What you have to do
Your task is to copy each line of the records that includes the string "scope".

Materials provided
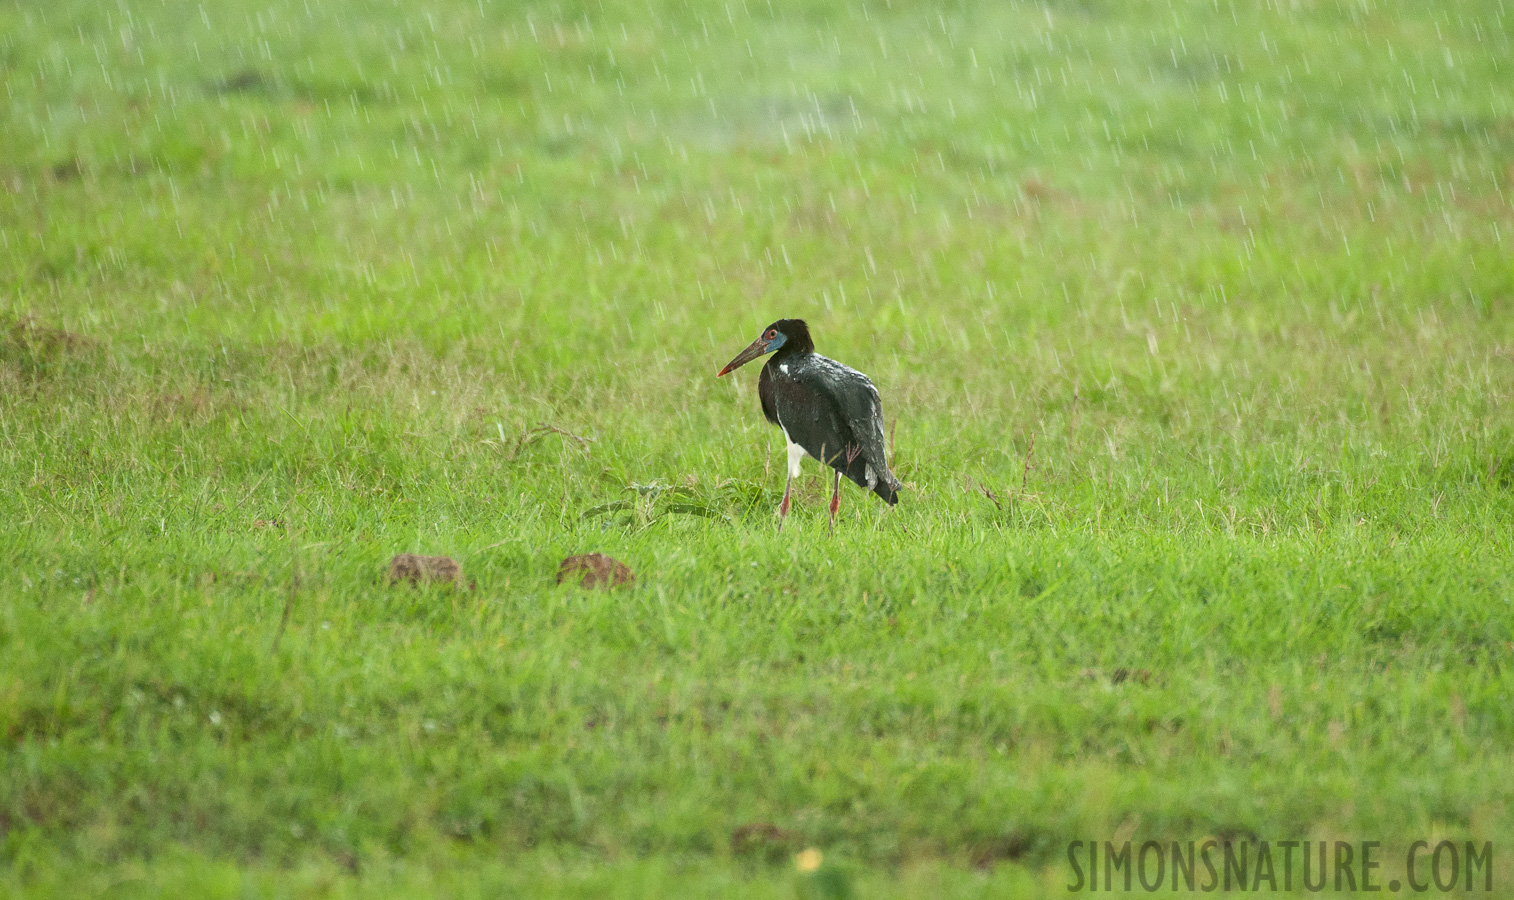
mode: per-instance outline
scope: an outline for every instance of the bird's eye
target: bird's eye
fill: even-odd
[[[777,336],[778,336],[778,329],[776,329],[776,328],[769,328],[769,329],[768,329],[768,333],[767,333],[767,334],[766,334],[766,335],[764,335],[764,337],[765,337],[765,338],[766,338],[766,339],[767,339],[767,340],[770,340],[770,341],[771,341],[771,340],[772,340],[772,339],[773,339],[773,338],[775,338],[775,337],[777,337]]]

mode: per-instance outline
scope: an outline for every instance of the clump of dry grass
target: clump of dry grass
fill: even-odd
[[[603,553],[584,553],[570,556],[557,567],[557,583],[563,584],[574,578],[586,588],[625,587],[636,583],[631,567]]]
[[[420,556],[401,553],[389,561],[389,583],[445,584],[467,587],[462,564],[450,556]]]
[[[0,317],[0,355],[19,351],[31,356],[54,356],[95,344],[94,339],[82,334],[45,325],[34,315]]]

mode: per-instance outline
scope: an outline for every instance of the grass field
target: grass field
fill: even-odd
[[[1514,895],[1502,0],[6,0],[0,80],[0,893]],[[897,509],[777,531],[781,316]]]

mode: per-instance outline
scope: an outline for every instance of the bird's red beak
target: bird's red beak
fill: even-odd
[[[758,338],[757,340],[752,341],[751,345],[748,346],[745,350],[736,354],[735,359],[726,363],[724,369],[716,372],[715,377],[719,378],[727,372],[735,371],[736,369],[741,368],[742,366],[746,365],[747,363],[751,362],[752,360],[756,359],[766,352],[768,352],[768,342],[763,340],[762,338]]]

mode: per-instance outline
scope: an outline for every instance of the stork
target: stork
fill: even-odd
[[[872,491],[889,506],[899,502],[899,479],[888,470],[883,449],[883,402],[872,381],[856,369],[815,352],[802,319],[779,319],[716,377],[765,353],[773,354],[757,379],[762,414],[788,442],[788,482],[778,504],[778,527],[789,514],[789,493],[808,456],[836,470],[831,489],[831,528],[841,509],[841,476]]]

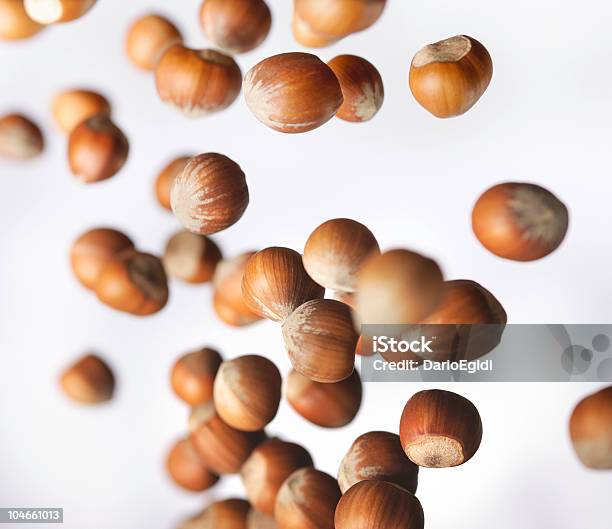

Result for this task
scope: an outline for every instance of the bird's eye
scope: an outline for every instance of the clump of dry grass
scope: an outline for every instance of the grass field
scope: an outline for every instance of the bird's red beak
scope: an outline for every instance of the stork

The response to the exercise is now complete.